Texte:
++++++++

1er Avent 15-16 C -
La question de
l’Apocalypse, de la “fin du monde”, c’est-à-dire, finalement, la question du
sens de l’Histoire et donc du sens de notre propre existence, est une
question constante.
Oui, question constante
même en notre Occident sceptique, plus ou moins agnostique ; question constante
de l'homme qui toujours va s'interrogeant sur lui-même.
Oui, interrogation
permanente ! Car regardons :
- ce sentiment
d'appartenir à un monde incapable de se donner un sens ;
- ce constat que si
la technique se poursuit, les civilisations, elles, meurent;
- cette vision
globale du monde où la cohérence semble nous échapper ;
- cette tentative
perpétuelle d'anticiper un avenir possible sans aucune assurance pour demain ;
- cette lucidité
qui s'épuise à constater l'écroulement de nos espoirs en ruminant avec
nostalgie l'intelligence des mondes passés… etc.

++++++++

Consigne a: Extrayez, s'il vous plaît, chaque ligne des entrées ci-dessous qui contient le mot "green".

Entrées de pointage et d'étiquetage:
++++++++

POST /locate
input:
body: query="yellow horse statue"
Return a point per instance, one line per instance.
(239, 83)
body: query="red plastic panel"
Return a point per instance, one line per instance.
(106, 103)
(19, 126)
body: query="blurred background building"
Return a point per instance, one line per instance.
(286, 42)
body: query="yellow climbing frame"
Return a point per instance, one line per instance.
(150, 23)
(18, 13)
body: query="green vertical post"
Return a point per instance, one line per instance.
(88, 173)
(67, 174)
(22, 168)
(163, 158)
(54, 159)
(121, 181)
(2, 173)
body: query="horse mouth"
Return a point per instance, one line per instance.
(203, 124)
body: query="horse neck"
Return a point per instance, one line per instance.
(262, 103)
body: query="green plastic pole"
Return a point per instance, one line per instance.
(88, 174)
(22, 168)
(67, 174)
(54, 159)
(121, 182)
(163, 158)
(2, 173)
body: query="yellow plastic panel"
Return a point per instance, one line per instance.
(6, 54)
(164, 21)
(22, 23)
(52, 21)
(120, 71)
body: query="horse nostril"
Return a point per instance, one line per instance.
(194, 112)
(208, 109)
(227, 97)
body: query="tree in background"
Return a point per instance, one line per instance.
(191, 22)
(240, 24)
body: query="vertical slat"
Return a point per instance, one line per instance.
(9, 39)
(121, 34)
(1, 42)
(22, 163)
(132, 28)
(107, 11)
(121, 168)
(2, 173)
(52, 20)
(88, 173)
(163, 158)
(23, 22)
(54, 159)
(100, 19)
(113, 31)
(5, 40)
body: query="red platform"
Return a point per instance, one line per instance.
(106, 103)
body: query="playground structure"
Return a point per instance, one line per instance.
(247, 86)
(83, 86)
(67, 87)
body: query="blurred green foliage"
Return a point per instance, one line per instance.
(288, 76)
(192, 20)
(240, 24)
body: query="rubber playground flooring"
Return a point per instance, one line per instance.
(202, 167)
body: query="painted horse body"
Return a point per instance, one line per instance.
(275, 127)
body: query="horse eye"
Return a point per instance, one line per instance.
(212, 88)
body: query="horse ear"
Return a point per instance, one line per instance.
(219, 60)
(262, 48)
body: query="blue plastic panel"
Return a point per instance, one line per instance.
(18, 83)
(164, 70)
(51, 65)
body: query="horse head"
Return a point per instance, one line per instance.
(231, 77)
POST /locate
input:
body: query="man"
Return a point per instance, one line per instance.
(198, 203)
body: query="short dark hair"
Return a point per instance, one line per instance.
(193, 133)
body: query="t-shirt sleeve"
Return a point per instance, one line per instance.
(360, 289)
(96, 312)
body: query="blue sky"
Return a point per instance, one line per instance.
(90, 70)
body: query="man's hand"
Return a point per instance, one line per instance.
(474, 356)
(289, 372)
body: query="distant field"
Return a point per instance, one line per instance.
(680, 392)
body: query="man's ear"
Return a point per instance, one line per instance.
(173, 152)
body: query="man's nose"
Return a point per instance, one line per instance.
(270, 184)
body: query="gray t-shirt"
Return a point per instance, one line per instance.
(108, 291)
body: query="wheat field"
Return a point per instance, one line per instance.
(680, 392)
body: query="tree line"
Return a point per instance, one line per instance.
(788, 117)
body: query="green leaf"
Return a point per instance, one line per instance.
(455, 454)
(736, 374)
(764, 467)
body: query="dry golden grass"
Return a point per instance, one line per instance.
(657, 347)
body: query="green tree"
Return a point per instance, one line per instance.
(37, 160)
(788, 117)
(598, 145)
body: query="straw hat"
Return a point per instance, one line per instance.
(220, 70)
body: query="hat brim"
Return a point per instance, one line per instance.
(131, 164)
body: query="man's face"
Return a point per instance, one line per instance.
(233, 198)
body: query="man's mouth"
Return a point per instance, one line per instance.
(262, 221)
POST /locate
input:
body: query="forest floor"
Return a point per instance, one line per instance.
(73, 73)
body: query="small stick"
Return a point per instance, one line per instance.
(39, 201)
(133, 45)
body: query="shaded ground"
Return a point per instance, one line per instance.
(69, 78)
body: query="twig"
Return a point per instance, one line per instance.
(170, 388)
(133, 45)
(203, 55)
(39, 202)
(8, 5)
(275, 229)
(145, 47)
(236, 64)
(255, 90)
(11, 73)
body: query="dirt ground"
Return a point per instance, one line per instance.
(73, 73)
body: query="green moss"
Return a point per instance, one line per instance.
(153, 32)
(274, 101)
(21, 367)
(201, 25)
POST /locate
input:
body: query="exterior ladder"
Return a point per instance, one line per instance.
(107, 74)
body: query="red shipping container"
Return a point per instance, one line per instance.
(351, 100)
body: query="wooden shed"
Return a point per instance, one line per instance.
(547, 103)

++++++++

Consigne b: Selon le texte ci-dessus, qu'est-ce qui meurt alors que la technique se poursuit ?

Réponse a:
body: query="green vertical post"
body: query="green plastic pole"
body: query="blurred green foliage"
body: query="green leaf"
body: query="green tree"
body: query="green moss"

Réponse b: Les civilisations.